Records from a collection
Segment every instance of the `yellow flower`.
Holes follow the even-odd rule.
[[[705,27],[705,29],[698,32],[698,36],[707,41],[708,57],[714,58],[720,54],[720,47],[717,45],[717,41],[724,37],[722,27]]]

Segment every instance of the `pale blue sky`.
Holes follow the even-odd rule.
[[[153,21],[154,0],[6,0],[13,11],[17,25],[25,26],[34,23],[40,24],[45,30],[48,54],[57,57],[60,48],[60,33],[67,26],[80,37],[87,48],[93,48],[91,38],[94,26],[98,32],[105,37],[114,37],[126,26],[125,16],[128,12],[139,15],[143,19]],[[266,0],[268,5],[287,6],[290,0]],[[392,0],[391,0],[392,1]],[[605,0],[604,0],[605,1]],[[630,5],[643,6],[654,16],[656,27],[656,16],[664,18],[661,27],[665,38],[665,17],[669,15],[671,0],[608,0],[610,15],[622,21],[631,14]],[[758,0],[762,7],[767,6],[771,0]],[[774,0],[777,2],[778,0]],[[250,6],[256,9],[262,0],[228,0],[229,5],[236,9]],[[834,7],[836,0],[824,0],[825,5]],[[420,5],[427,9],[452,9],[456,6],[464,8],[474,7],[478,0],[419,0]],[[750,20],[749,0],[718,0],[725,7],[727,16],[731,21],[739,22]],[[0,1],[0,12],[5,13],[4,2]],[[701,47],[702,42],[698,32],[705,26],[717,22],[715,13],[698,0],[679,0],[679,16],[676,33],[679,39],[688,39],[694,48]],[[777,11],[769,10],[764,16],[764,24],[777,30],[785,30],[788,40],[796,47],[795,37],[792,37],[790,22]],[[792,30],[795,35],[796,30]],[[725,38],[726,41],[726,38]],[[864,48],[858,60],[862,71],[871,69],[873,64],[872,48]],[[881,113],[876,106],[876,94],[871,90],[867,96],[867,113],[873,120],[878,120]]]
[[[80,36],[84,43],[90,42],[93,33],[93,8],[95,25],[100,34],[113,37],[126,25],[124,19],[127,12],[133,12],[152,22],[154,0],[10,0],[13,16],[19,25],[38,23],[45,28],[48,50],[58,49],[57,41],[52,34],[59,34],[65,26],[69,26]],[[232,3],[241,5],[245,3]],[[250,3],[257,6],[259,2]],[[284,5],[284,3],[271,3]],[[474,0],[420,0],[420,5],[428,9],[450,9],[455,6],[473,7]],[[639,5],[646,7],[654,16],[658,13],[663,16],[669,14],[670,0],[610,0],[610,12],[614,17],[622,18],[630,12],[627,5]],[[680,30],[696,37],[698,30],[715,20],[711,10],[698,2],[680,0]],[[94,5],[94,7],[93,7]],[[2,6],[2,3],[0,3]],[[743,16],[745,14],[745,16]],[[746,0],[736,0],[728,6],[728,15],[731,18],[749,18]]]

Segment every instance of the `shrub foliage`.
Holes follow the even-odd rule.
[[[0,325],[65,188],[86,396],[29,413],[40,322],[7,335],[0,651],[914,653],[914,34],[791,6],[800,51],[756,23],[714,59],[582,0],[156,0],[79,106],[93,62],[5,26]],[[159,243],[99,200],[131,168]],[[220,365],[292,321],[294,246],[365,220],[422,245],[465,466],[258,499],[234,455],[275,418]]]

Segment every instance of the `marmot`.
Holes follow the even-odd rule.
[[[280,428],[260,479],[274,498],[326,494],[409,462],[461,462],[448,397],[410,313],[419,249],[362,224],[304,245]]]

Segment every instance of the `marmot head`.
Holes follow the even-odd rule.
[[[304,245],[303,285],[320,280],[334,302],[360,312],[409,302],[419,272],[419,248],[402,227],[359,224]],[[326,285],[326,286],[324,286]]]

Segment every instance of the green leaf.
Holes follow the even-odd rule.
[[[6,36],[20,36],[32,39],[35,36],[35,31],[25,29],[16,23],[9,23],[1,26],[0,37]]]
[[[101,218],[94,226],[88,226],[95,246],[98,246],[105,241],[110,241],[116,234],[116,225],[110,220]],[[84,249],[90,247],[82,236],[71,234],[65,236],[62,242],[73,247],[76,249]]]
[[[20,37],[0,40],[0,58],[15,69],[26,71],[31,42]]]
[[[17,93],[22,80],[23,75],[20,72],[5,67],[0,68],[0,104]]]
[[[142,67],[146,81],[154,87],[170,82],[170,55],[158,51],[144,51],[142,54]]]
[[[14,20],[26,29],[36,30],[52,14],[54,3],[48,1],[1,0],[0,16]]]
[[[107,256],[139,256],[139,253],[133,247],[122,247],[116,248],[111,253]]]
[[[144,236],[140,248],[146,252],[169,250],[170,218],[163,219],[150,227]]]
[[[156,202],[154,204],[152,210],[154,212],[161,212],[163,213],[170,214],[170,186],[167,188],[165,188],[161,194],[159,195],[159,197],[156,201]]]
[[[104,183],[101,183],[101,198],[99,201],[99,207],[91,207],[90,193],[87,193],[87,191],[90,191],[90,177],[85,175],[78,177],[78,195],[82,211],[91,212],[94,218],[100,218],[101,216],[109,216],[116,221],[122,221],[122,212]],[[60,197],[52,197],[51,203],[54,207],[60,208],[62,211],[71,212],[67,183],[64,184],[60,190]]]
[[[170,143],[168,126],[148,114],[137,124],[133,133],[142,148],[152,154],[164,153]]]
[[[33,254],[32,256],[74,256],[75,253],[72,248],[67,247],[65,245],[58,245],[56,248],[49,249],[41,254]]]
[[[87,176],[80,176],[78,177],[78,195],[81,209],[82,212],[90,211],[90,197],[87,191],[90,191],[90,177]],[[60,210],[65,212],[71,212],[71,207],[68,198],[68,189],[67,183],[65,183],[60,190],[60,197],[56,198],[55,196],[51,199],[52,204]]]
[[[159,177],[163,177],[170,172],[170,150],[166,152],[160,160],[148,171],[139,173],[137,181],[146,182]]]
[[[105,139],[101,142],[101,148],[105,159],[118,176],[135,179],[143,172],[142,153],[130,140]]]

-- Given exercise --
Gather every line in the records above that contains the word "instance" and copy each one out in full.

-- Completed task --
Segment every instance of the `yellow flower`.
Segment every instance of the `pale blue sky`.
Segment every instance of the `shrub foliage`.
Segment every instance of the `marmot`.
Segment every instance of the `marmot head`.
Segment every instance of the green leaf.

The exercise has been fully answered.